> **TO BE DONE**: Print the passage of the Stanbol foaf-site message below word for word, starting with "I rerun the" and going on through "configuration explaned below.".

> **GIVEN TEXT**:
Hi All,

After successfully deploying the foaf-site, I configured an enhancement
chain to perform content enhancements using my foaf-site. Most of these
configurations were done via the osgi console configuration manager of
Apache stanbol accessible at [1].

I rerun the indexing tool with some changes in the mappings.txt to use
foaf:name, firstName, givenName etc to be used as labels in identifying and
linking entities in the content. Also I thought of using both rdfs:seeAlso
and owl:sameAs as redirect fields and converged both of them into
fise:redirects and used as the redirect field in the linking engine
configuration explaned below.

Following are the extra configurations I added to mappings.txt in the
indexing tool;
rdfs:seeAlso > fise:redirects
owl:sameAs > fise:redirects

foaf:name > rdfs:label
foaf:nick > rdfs:label
foaf:givenName > rdfs:label
foaf:familyName > rdfs:label
foaf:firstName > rdfs:label


Following are the enhancement engine configurations I did.

1. Configure a new entityhub-linking-engine [2] :
Name : foaf-site-linking
Referenced site : foaf-site
Redirect field : fise:redirects
Case sensitivity : disabled

2. Configure a weighted enhancement chain [3] :
Name : foaf-site-chain
Engines : langdetect, opennlp-sentence, opennlp-token, opennlp-pos,
foaf-site-linking

3. Now you can invoke the new foaf-site-chain by going to :
http://localhost:8080/enhancer/chain/foaf-site-chain
and giving a test content like : "Tim Bernes Lee is the inventor of World
Wide Web"

Following is a screenshot of the identified entities: Timb Berness Lee and
World Wide Web from my foaf-site dataset.
[image: Inline image 1]


Thanks,
Dileepa

[1] http://localhost:8080/system/console/configMgr
[2]
https://stanbol.apache.org/docs/trunk/components/enhancer/engines/entityhublinking
[3]
http://stanbol.apache.org/docs/trunk/components/enhancer/chains/weightedchain.html


On Mon, Jul 8, 2013 at 2:24 AM, Dileepa Jayakody
<dileepajayak...@gmail.com>wrote:

>
>
>
> On Mon, Jul 8, 2013 at 2:19 AM, Dileepa Jayakody <
> dileepajayak...@gmail.com> wrote:
>
>> Hi All,
>>
>> I continued with the btc2012 dataset to create a foaf-site for Stanbol as
>> per your opinions.
>> Thanks to all for providing me your opinions. @Andreas I have updated the
>> foaf-wiki page as you suggested by removing obsolete links to
>> foaf data-source projects :)
>>
>> btc2012 contains data from 5 main sources: datahub, dbpedia, freebase,
>> rest and timbl.
>> Since Stanbol already has dbpedia and freebase datasets integrated I used
>> only datahub and timble datasets to create a foaf-site.
>> I used the 
>> datahub/data-3.nq.gz<http://km.aifb.kit.edu/projects/btc-2012/datahub/data-3.nq.gz>and
>> timbl/data-6.nq.gz<http://km.aifb.kit.edu/projects/btc-2012/timbl/data-6.nq.gz>
>>  datasets both of size ~1GB.
>>
>> For the foaf-site creation and indexing process, I used the generic-rdf
>> indexing tool [1] .

> **DATA LINES**:
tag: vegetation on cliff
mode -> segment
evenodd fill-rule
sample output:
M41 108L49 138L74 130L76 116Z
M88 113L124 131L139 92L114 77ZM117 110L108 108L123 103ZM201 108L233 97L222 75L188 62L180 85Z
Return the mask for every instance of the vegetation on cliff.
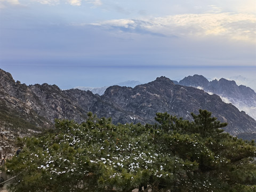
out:
M6 164L14 191L253 191L254 141L233 137L211 113L190 122L158 113L154 125L55 120L55 129L19 139Z

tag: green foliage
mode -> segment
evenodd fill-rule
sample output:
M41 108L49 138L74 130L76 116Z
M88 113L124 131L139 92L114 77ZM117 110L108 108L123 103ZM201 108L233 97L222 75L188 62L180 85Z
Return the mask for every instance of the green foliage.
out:
M254 142L222 132L226 124L199 110L194 121L167 113L158 124L113 125L91 113L86 122L55 121L55 130L19 139L7 163L14 191L253 191Z

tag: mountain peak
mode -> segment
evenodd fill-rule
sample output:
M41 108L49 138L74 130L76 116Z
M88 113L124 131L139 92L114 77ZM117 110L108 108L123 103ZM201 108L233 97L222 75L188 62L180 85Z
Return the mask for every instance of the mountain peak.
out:
M170 79L165 76L161 76L159 77L157 77L156 80L155 80L153 82L168 83L174 85L173 82Z
M189 76L180 81L179 84L182 85L191 86L194 87L201 86L205 87L208 86L209 81L203 75L194 75Z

> **OUTPUT FOR THIS TASK**:
I rerun the indexing tool with some changes in the mappings.txt to use
foaf:name, firstName, givenName etc to be used as labels in identifying and
linking entities in the content. Also I thought of using both rdfs:seeAlso
and owl:sameAs as redirect fields and converged both of them into
fise:redirects and used as the redirect field in the linking engine
configuration explaned below.